Point-based annotation data
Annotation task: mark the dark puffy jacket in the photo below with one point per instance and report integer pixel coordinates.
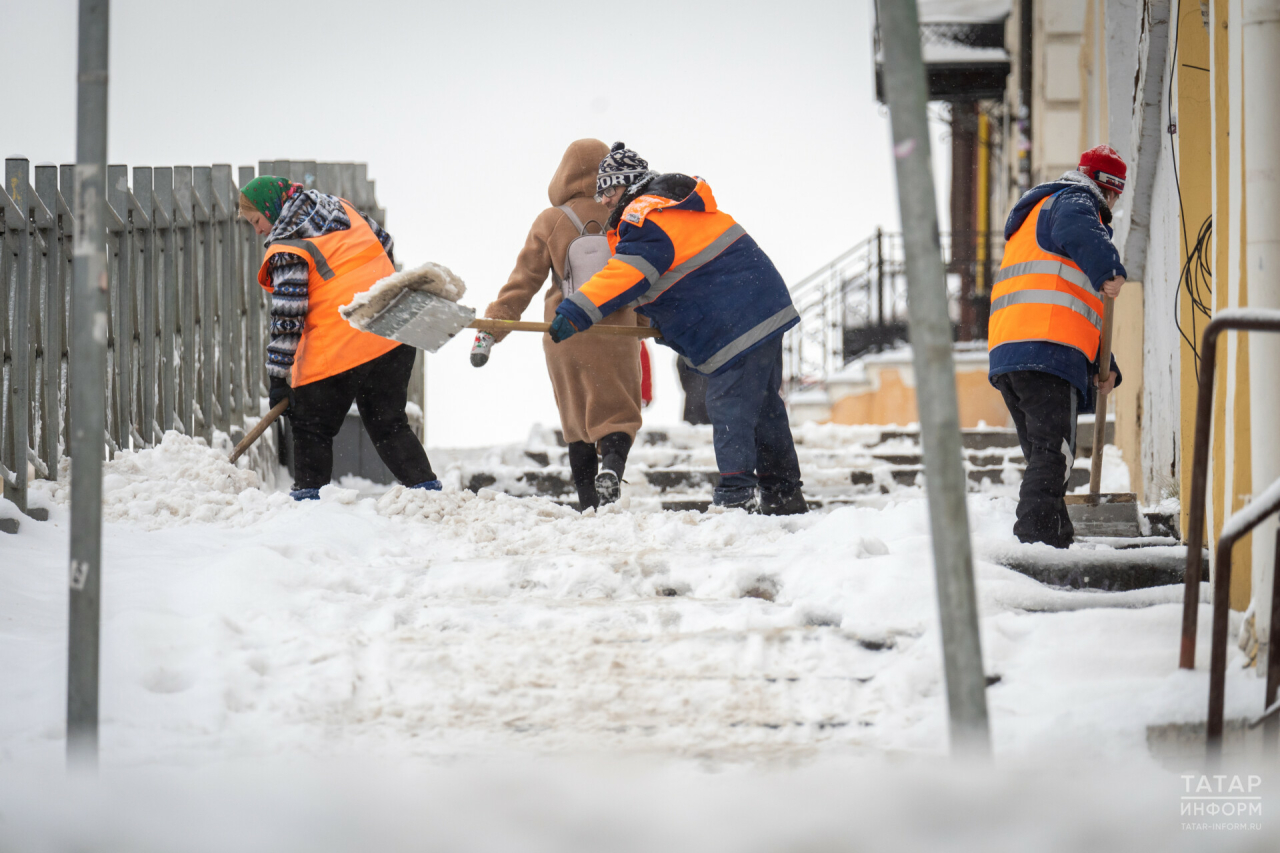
(1072, 228)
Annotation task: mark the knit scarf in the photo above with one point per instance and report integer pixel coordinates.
(268, 195)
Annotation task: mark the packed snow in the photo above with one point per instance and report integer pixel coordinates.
(456, 629)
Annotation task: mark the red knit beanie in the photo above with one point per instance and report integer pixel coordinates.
(1102, 165)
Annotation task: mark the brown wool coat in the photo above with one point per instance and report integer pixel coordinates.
(595, 378)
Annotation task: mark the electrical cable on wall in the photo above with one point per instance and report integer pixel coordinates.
(1197, 272)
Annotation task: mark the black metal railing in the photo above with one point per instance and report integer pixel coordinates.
(1257, 511)
(855, 304)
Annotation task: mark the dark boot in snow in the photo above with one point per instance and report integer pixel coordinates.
(608, 487)
(583, 463)
(613, 452)
(750, 503)
(792, 503)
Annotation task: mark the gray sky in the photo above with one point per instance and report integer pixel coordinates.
(462, 112)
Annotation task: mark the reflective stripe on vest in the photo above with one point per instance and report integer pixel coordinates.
(339, 265)
(1041, 296)
(748, 340)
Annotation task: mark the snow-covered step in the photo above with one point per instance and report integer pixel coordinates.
(1101, 565)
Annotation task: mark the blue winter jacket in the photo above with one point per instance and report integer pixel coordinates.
(1072, 228)
(693, 270)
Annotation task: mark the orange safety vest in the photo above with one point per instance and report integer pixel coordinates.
(1040, 296)
(339, 265)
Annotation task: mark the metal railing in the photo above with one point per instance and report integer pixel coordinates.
(1257, 511)
(853, 305)
(187, 322)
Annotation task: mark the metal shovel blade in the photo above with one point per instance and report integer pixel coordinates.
(1105, 515)
(421, 319)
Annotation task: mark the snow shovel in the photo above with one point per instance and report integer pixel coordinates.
(428, 322)
(420, 308)
(1096, 514)
(254, 434)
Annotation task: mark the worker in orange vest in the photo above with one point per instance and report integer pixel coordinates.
(1046, 325)
(320, 252)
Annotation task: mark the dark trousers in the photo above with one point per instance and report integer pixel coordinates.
(380, 389)
(695, 393)
(584, 463)
(750, 428)
(1043, 409)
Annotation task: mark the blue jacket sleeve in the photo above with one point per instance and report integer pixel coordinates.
(1082, 236)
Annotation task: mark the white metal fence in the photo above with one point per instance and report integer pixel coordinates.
(186, 329)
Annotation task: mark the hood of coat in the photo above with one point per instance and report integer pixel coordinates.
(1074, 181)
(576, 173)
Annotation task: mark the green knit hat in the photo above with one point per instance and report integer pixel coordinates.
(268, 195)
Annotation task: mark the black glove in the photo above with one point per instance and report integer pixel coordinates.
(278, 391)
(480, 350)
(562, 329)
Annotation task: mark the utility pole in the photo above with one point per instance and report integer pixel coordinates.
(935, 378)
(87, 382)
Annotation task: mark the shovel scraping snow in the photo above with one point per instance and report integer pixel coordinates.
(420, 308)
(420, 319)
(1097, 514)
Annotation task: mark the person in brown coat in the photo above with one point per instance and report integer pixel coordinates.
(595, 378)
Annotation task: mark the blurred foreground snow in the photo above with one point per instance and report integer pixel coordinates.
(536, 674)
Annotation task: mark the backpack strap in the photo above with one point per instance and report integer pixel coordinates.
(572, 218)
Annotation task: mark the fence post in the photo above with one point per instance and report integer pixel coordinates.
(149, 295)
(168, 293)
(224, 217)
(202, 186)
(19, 336)
(53, 316)
(87, 404)
(935, 373)
(65, 199)
(118, 290)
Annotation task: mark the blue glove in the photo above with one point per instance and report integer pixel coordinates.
(278, 392)
(562, 329)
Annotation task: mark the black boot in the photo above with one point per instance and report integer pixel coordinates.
(792, 503)
(613, 455)
(584, 463)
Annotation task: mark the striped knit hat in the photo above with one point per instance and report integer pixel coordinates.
(621, 167)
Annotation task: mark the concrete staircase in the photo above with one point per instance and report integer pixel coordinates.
(675, 469)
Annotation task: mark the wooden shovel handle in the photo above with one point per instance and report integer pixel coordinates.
(519, 325)
(268, 419)
(1100, 411)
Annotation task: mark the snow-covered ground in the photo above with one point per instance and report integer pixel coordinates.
(439, 630)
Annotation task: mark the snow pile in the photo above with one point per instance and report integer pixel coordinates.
(179, 480)
(456, 625)
(429, 278)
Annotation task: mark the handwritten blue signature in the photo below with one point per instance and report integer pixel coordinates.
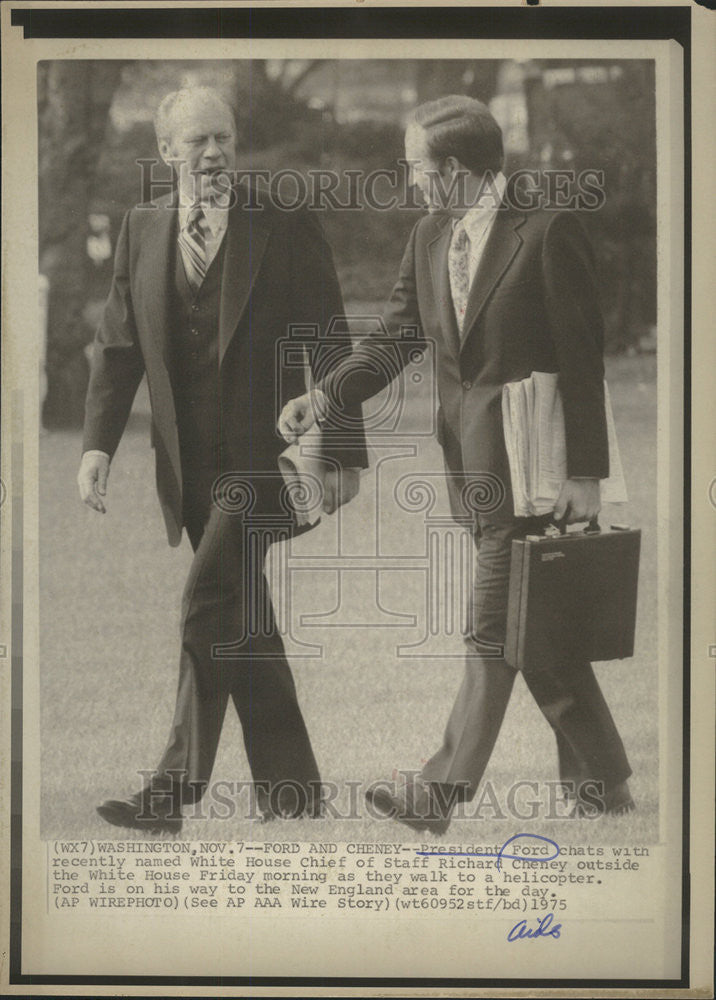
(543, 929)
(501, 853)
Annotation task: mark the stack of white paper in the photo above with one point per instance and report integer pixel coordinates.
(533, 420)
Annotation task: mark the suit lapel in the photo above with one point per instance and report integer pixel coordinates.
(246, 237)
(159, 246)
(437, 255)
(502, 244)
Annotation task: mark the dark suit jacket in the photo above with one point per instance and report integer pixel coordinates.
(533, 306)
(277, 273)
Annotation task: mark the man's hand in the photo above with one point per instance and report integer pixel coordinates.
(300, 414)
(579, 500)
(92, 479)
(339, 487)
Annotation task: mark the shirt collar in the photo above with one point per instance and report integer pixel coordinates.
(488, 204)
(216, 218)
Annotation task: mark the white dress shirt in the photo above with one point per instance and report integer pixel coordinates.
(478, 222)
(217, 219)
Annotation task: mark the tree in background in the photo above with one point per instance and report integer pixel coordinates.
(74, 98)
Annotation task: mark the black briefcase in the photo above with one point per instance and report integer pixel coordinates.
(572, 597)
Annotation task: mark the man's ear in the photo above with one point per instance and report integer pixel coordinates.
(165, 151)
(452, 165)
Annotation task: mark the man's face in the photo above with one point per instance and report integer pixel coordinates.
(202, 147)
(424, 173)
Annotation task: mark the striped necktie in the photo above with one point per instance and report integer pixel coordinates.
(459, 271)
(192, 241)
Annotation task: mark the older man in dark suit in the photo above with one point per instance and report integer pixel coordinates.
(502, 293)
(207, 282)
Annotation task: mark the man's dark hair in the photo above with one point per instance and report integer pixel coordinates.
(462, 127)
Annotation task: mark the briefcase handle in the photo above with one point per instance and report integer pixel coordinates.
(593, 528)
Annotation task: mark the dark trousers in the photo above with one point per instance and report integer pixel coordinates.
(227, 601)
(589, 747)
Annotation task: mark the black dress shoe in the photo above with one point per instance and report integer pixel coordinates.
(158, 815)
(414, 804)
(616, 801)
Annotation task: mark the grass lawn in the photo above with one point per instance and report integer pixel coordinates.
(110, 596)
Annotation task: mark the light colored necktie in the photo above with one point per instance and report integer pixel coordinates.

▸ **TASK DIRECTIONS**:
Turn all of the material above into a Markdown table with the columns "No." and "Line", putting each nonblank line in its own numbered row. Leave the pictures out.

▸ **SOLUTION**:
| No. | Line |
|---|---|
| 1 | Annotation task: mark the dark puffy jacket in the photo below with one point per instance and report integer pixel coordinates. |
| 2 | (1072, 228) |
| 3 | Annotation task: mark the knit scarf in the photo above with one point per instance and report integer pixel coordinates. |
| 4 | (268, 195) |
| 5 | Annotation task: mark the packed snow in the photo above with one point per instance and report integer pixel coordinates. |
| 6 | (456, 629) |
| 7 | Annotation task: mark the red knit beanie in the photo above with one point per instance and report integer pixel coordinates. |
| 8 | (1102, 165) |
| 9 | Annotation task: mark the brown wool coat in the photo above with one point per instance and report integer pixel coordinates. |
| 10 | (595, 378) |
| 11 | Annotation task: mark the electrical cable on wall in the photo above with one point per instance and report integer pixel coordinates. |
| 12 | (1197, 272) |
| 13 | Annotation task: mark the black metal railing in the photo above with one point per instance and report integer pixel coordinates. |
| 14 | (1257, 511) |
| 15 | (855, 304) |
| 16 | Annotation task: mark the dark boot in snow in the photo above with one point per instance and report integer pixel coordinates. |
| 17 | (608, 487) |
| 18 | (583, 463) |
| 19 | (613, 452) |
| 20 | (750, 503) |
| 21 | (792, 503) |
| 22 | Annotation task: mark the gray sky in the photo above with one point per instance and report integer pixel coordinates. |
| 23 | (462, 112) |
| 24 | Annotation task: mark the reflective stripe on vest in the photo above with one point per instance and report integer pixel coordinates. |
| 25 | (339, 265) |
| 26 | (1041, 296) |
| 27 | (748, 340) |
| 28 | Annotation task: mark the snow-covered step in the photo above with one point per instance and report integer pixel coordinates. |
| 29 | (1101, 565) |
| 30 | Annotation task: mark the blue winter jacket in the photo above with one point per instance and report integer pixel coordinates. |
| 31 | (1072, 228) |
| 32 | (693, 270) |
| 33 | Annotation task: mark the orange safety vest in the photo above with one point per instance and report integer pixel coordinates. |
| 34 | (1040, 296) |
| 35 | (339, 265) |
| 36 | Annotation task: mark the metal railing in the photo above with one point per instance and report integer pixel coordinates. |
| 37 | (1257, 511) |
| 38 | (853, 305) |
| 39 | (187, 322) |
| 40 | Annotation task: mark the metal shovel blade in the photo above with one point per instance and report integer pixel coordinates. |
| 41 | (1105, 515) |
| 42 | (421, 319) |
| 43 | Annotation task: mark the snow shovel in the photo above with one point per instance and report integer pixel coordinates. |
| 44 | (428, 322) |
| 45 | (420, 308) |
| 46 | (1096, 514) |
| 47 | (254, 434) |
| 48 | Annotation task: mark the worker in orange vest in the photo above with one point per instance and report integer pixel coordinates. |
| 49 | (1046, 325) |
| 50 | (320, 252) |
| 51 | Annotation task: mark the dark trousers in the photo above with one point per instance and report integer pixel coordinates. |
| 52 | (380, 389) |
| 53 | (695, 393) |
| 54 | (584, 463) |
| 55 | (750, 428) |
| 56 | (1043, 409) |
| 57 | Annotation task: mark the blue jacket sleeve in the photo above with one point per instance and report integer pixel coordinates. |
| 58 | (1082, 236) |
| 59 | Annotation task: mark the white metal fence in the photo above with one point per instance and report integer pixel coordinates. |
| 60 | (186, 329) |
| 61 | Annotation task: mark the hood of coat in the photo above with one point per instance and report integer pixel coordinates. |
| 62 | (1074, 181) |
| 63 | (576, 173) |
| 64 | Annotation task: mark the green knit hat in the photo above with one point per instance and report integer pixel coordinates. |
| 65 | (268, 195) |
| 66 | Annotation task: mark the black glove in the photo above with one point per instance and report integer pixel coordinates. |
| 67 | (278, 391) |
| 68 | (480, 350) |
| 69 | (562, 329) |
| 70 | Annotation task: mark the utility pole in the photo above with one point per instance and report integer pixel coordinates. |
| 71 | (935, 378) |
| 72 | (87, 382) |
| 73 | Annotation task: mark the shovel scraping snow in the photo above with one point per instance and report integer pixel coordinates. |
| 74 | (420, 308) |
| 75 | (420, 319) |
| 76 | (1097, 514) |
| 77 | Annotation task: mark the person in brown coat in the photo above with one point per instance and report integer pixel coordinates. |
| 78 | (595, 378) |
| 79 | Annotation task: mark the blurred foreground snow in the photo above with one point per instance and report integer pixel coordinates. |
| 80 | (536, 674) |
| 81 | Annotation task: mark the backpack strap in the photo above with one point per instance and report integer pixel coordinates. |
| 82 | (572, 218) |
| 83 | Annotation task: mark the fence post in the photo above with one point per instance and report integer pixel coordinates. |
| 84 | (149, 295) |
| 85 | (168, 293) |
| 86 | (224, 217) |
| 87 | (202, 186) |
| 88 | (19, 336) |
| 89 | (53, 316) |
| 90 | (87, 404) |
| 91 | (935, 373) |
| 92 | (65, 199) |
| 93 | (118, 290) |
| 94 | Annotation task: mark the blue glove in the photo above with one point per instance and report integer pixel coordinates. |
| 95 | (278, 392) |
| 96 | (562, 329) |
| 97 | Annotation task: mark the black boot in the photo above with one point per instance and report integer pixel coordinates. |
| 98 | (792, 503) |
| 99 | (613, 455) |
| 100 | (584, 463) |
| 101 | Annotation task: mark the striped knit hat in the photo above with one point per instance and report integer pixel coordinates. |
| 102 | (621, 167) |
| 103 | Annotation task: mark the concrete staircase in the photo above with one point per instance and report integer pixel coordinates. |
| 104 | (675, 469) |
| 105 | Annotation task: mark the wooden shovel handle in the photo above with one point per instance and report integer pixel coordinates. |
| 106 | (519, 325) |
| 107 | (268, 419) |
| 108 | (1100, 411) |
| 109 | Annotation task: mark the snow-covered ground in the photo above with one point per instance and report integer pixel coordinates. |
| 110 | (439, 630) |
| 111 | Annotation task: mark the snow pile in the photo above with one point per instance and report integer pixel coordinates. |
| 112 | (179, 480) |
| 113 | (456, 625) |
| 114 | (429, 278) |
| 115 | Annotation task: mark the handwritten blue signature in the photo below with one point per instance and report integer pixel coordinates. |
| 116 | (543, 929) |
| 117 | (501, 853) |
| 118 | Annotation task: mark the stack of white paper in the photo above with one point per instance and report integer pixel coordinates. |
| 119 | (533, 420) |
| 120 | Annotation task: mark the suit lapel in the photo above with one point per instance and report integer pixel coordinates. |
| 121 | (246, 237) |
| 122 | (159, 246) |
| 123 | (437, 255) |
| 124 | (502, 244) |
| 125 | Annotation task: mark the dark suit jacket in the photo above with one point per instance and report integer pixel coordinates. |
| 126 | (533, 306) |
| 127 | (277, 273) |
| 128 | Annotation task: mark the man's hand in the photo above with one point per instance and report integer pixel coordinates. |
| 129 | (300, 414) |
| 130 | (579, 500) |
| 131 | (92, 479) |
| 132 | (339, 487) |
| 133 | Annotation task: mark the shirt collar in the photo above with one point per instance and report integer pixel coordinates. |
| 134 | (488, 204) |
| 135 | (216, 218) |
| 136 | Annotation task: mark the white dress shirt in the photo above with one point per instance and report integer pixel coordinates. |
| 137 | (478, 222) |
| 138 | (217, 219) |
| 139 | Annotation task: mark the tree in background in the photo above with one point per instance and report integer pixel coordinates. |
| 140 | (74, 98) |
| 141 | Annotation task: mark the black briefcase in the photo above with one point per instance and report integer pixel coordinates. |
| 142 | (572, 597) |
| 143 | Annotation task: mark the man's ear in the photo above with one point per instance and report integer pixel coordinates. |
| 144 | (165, 151) |
| 145 | (452, 165) |
| 146 | Annotation task: mark the man's face in the photo above with one point per instance and report integer pixel coordinates. |
| 147 | (202, 147) |
| 148 | (424, 173) |
| 149 | Annotation task: mark the striped necktie in the photo above with one point per instance and report integer pixel coordinates. |
| 150 | (459, 271) |
| 151 | (192, 241) |
| 152 | Annotation task: mark the older man in dark suit in the photo above with one point per instance and report integer pixel coordinates. |
| 153 | (502, 293) |
| 154 | (207, 282) |
| 155 | Annotation task: mark the man's dark hair in the photo above with one point per instance and report integer pixel coordinates. |
| 156 | (462, 127) |
| 157 | Annotation task: mark the briefcase handle in the photo above with one point per instance and report integer pixel coordinates. |
| 158 | (593, 528) |
| 159 | Annotation task: mark the dark trousers in the photo above with one point per instance and report integer pixel coordinates. |
| 160 | (227, 601) |
| 161 | (589, 747) |
| 162 | Annotation task: mark the black dress shoe in the photo above with one point per instance and report integer pixel coordinates. |
| 163 | (158, 815) |
| 164 | (414, 804) |
| 165 | (616, 801) |
| 166 | Annotation task: mark the grass lawn in the photo above with one point per instance and report integer pixel coordinates. |
| 167 | (110, 596) |
| 168 | Annotation task: mark the light colored necktie in the photo above with one point per instance and report integer pixel coordinates. |